[Task prompt] Leaving nothing out, set down all the data exactly.
--- Records supplied ---
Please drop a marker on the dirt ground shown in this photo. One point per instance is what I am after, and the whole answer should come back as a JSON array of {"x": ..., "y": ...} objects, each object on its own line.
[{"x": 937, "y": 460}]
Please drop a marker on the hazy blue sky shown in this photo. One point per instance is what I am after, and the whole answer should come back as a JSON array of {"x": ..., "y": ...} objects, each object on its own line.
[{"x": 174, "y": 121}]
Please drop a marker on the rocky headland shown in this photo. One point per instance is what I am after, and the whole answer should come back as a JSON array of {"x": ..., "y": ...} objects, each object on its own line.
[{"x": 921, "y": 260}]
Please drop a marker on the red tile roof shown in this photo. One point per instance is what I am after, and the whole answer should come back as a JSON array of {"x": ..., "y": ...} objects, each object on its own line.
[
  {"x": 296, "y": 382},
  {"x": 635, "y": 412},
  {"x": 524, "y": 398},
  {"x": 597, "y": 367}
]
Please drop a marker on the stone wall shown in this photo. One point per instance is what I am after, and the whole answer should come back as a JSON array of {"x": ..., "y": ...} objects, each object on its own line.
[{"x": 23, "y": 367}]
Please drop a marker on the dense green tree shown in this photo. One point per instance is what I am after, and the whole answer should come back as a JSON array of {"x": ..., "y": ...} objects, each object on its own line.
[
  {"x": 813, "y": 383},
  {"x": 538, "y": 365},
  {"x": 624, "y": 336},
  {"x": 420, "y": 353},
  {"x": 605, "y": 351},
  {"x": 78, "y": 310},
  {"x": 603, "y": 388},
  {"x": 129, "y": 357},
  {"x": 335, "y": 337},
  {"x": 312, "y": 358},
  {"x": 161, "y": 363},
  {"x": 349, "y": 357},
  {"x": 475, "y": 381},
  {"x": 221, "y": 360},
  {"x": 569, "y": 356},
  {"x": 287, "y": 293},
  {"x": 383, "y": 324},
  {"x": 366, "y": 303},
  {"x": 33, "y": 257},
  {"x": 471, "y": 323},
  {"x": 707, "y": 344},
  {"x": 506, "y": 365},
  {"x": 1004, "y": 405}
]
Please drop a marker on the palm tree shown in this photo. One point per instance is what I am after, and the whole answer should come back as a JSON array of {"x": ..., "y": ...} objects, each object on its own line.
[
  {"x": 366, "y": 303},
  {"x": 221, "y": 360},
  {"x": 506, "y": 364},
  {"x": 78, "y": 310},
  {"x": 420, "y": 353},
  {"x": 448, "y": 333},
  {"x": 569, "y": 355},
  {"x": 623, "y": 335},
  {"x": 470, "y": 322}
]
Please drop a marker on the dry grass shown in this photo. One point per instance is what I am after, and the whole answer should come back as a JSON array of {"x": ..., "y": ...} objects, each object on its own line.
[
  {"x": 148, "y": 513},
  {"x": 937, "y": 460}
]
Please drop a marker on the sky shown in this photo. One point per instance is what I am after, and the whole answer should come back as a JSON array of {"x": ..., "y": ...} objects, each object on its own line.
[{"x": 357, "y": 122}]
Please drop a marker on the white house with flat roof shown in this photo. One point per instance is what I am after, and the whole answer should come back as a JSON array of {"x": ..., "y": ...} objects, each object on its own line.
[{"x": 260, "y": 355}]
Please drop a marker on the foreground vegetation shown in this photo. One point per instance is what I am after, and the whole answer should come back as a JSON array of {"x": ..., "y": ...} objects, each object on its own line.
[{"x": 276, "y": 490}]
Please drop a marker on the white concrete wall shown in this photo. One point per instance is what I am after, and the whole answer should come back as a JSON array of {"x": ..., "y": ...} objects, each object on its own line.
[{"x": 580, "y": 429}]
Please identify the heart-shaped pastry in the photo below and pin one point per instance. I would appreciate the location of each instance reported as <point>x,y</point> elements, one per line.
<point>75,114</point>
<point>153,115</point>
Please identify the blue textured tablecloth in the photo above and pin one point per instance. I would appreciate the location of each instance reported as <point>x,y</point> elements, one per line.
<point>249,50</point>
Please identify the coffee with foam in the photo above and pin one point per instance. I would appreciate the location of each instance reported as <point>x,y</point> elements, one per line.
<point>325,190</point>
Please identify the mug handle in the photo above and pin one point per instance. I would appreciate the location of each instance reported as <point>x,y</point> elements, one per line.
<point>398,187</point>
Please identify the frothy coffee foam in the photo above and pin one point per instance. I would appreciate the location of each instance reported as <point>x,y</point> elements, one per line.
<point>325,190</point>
---
[Output for this task]
Please drop a marker on the dirt ground shown in this photo. One point per instance is what I am after, and the whole answer should come back as a JSON array of {"x": ..., "y": ...} objects, each object on its own line.
[{"x": 937, "y": 460}]
Please drop a marker on the hazy blue sky shown in this photo. One point per instance is what I am after, and the whole answer should come back as a JSON array of {"x": ..., "y": ...} objects, each object on its own line.
[{"x": 174, "y": 121}]
Please drop a marker on the rocky headland shown in this photo. One point per instance is what I am after, and the whole answer should come back as a JSON array of {"x": ..., "y": ...} objects, each object on its own line.
[{"x": 921, "y": 260}]
Please drop a marker on the red tile roof shown in this photo. One point per instance is what I am after, and the whole answer should come back as a JSON array of {"x": ..., "y": ...} objects, each object on its own line.
[
  {"x": 296, "y": 382},
  {"x": 635, "y": 412},
  {"x": 524, "y": 398},
  {"x": 597, "y": 367}
]
Please drop a marker on the stone wall shown in this photo. One point per instance is what I am after, and the whole answer should come back as a JSON array of {"x": ..., "y": ...} objects, each object on its own line.
[{"x": 23, "y": 367}]
Please drop a marker on the dense green tree shown in this photo. One point per instance is what I am after, and the whole answer should come back as a JSON array of {"x": ..., "y": ...} objects, each object on its own line.
[
  {"x": 813, "y": 383},
  {"x": 538, "y": 365},
  {"x": 624, "y": 336},
  {"x": 420, "y": 353},
  {"x": 605, "y": 351},
  {"x": 78, "y": 310},
  {"x": 603, "y": 388},
  {"x": 129, "y": 357},
  {"x": 335, "y": 337},
  {"x": 312, "y": 358},
  {"x": 161, "y": 363},
  {"x": 349, "y": 357},
  {"x": 475, "y": 381},
  {"x": 221, "y": 360},
  {"x": 569, "y": 356},
  {"x": 287, "y": 293},
  {"x": 383, "y": 324},
  {"x": 366, "y": 303},
  {"x": 33, "y": 257},
  {"x": 471, "y": 323},
  {"x": 707, "y": 344},
  {"x": 506, "y": 365},
  {"x": 1004, "y": 405}
]
Please drop a marker on the palm tree shown in this photo. One point per instance is what I am after, and the whole answer should come back as a JSON array of {"x": ..., "y": ...} objects, each object on its own line.
[
  {"x": 366, "y": 303},
  {"x": 221, "y": 360},
  {"x": 506, "y": 364},
  {"x": 78, "y": 310},
  {"x": 420, "y": 353},
  {"x": 448, "y": 333},
  {"x": 569, "y": 355},
  {"x": 623, "y": 335},
  {"x": 470, "y": 322}
]
Please drop a marker on the dry grass shown in this photo. One point per instance is what I am after, and the whole answer should come back as a JSON array of {"x": ..., "y": ...} objects, each object on its own line.
[
  {"x": 148, "y": 513},
  {"x": 937, "y": 460}
]
Please drop a marker on the sky shown in this photo. One point per instance is what I am after, and the whole answer should come back as a JSON array of {"x": ..., "y": ...} objects, each object on its own line.
[{"x": 357, "y": 122}]
Please drop a marker on the white house with flat roof shown in this photo. One point per instance is what I am after, and the whole answer should come back as a JSON array of {"x": ..., "y": ...} objects, each object on its own line.
[{"x": 260, "y": 355}]
Please drop a marker on the foreground vegetation shown in this photo. One point per instance is what I am after, and the whole answer should come back as a JSON array of {"x": ..., "y": ...} objects, each object on its own line.
[{"x": 276, "y": 490}]
Please drop a marker on the white concrete wall shown in this photo. One point per instance is what I am after, and the whole answer should come back as a JSON array of {"x": ..., "y": ...} objects, each object on its own line.
[{"x": 580, "y": 429}]
Please identify the heart-shaped pastry in the photo below and pin one point per instance. I would appreciate the location of each instance reported as <point>x,y</point> elements, one per line.
<point>75,114</point>
<point>153,115</point>
Please identify the blue textured tablecloth in the photo above and pin one point per instance. I would appreciate the location of each instance reported as <point>x,y</point> elements, one per line.
<point>249,50</point>
Please identify the coffee with foam in the photo above and pin one point per instance. I would appreciate the location of each instance reported as <point>x,y</point> elements, one per line.
<point>325,190</point>
Please identify the mug handle in the photo above and pin one point per instance. I would appreciate the location of each instance reported as <point>x,y</point> elements, one per line.
<point>398,187</point>
Please identify the frothy coffee foam in the photo above and pin one point per instance. I would appreciate the location of each instance reported as <point>x,y</point> elements, one per line.
<point>325,190</point>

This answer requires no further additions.